**ページ本文:**

DUO3.0例文解説メモ #061
DUO3.0例文の61本目です。
文法的には複合名詞が使われている文章です。複合名詞という用語を覚えることにあまり意味は感じませんがハイフンで繋いで単語を作るという感覚が重要だと思ってます。
海外ドラマのFriendsでもその場のノリで作られた複合名詞(造語)がいくつか出てきます。例を出せば、huge crap-weasel(とんでもない泥棒野郎)、un-me(私らしくない私)といった感じです。
little by little
「少しづつ」という意味の表現。byはこちらで説明しているように「傍」というのがコアイメージとなるので、little(少し)+by(傍)+little(少し)→「少しの傍に少し」となり、冒頭の意味につながっている。
son-in-law
「娘婿」という意味の名詞。up-to-date(最新の)やwell-known(よく知られた)等の複合形容詞と同じく、ハイフンでつないで一つの複合名詞にしたものとなる。分解して考えれば、son(息子)+in(範囲)+law(法律)→「法律における息子」となり冒頭の意味につながっている。

**指示内容:**
本文の「文法的には複合名詞が使われて」から「くない私)といった感じです。」まで(「くない私)といった感じです。」も含める)を、一字も変えずにもう一度書き出す。

**情報:**
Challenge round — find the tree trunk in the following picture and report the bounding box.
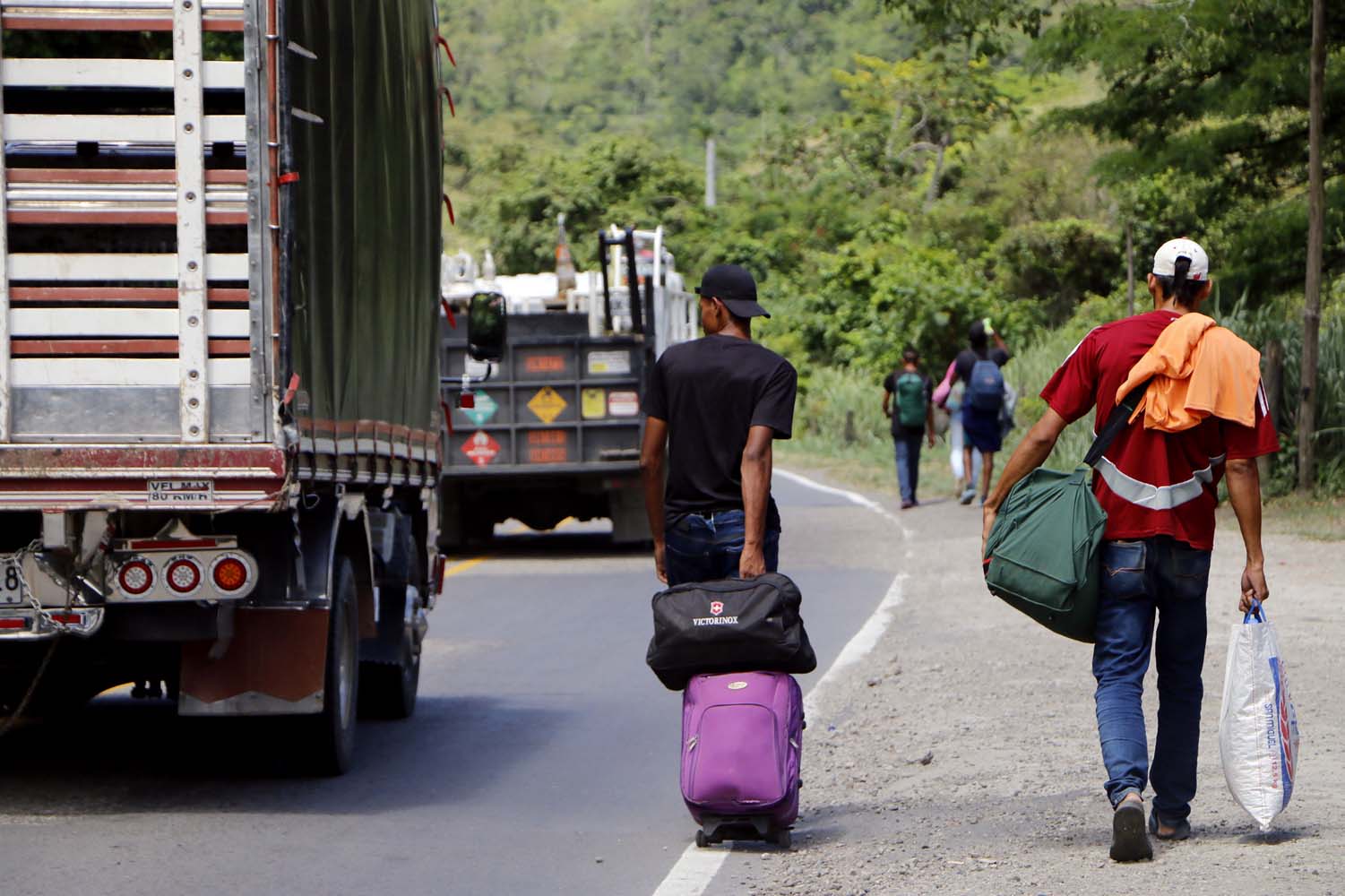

==

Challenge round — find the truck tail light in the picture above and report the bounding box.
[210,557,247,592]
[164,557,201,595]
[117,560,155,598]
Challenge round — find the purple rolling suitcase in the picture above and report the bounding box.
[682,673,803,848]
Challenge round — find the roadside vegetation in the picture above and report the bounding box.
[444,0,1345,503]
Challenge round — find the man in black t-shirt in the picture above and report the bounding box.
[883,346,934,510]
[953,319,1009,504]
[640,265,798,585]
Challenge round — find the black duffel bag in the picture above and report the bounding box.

**完成した課題:**
文法的には複合名詞が使われている文章です。複合名詞という用語を覚えることにあまり意味は感じませんがハイフンで繋いで単語を作るという感覚が重要だと思ってます。
海外ドラマのFriendsでもその場のノリで作られた複合名詞(造語)がいくつか出てきます。例を出せば、huge crap-weasel(とんでもない泥棒野郎)、un-me(私らしくない私)といった感じです。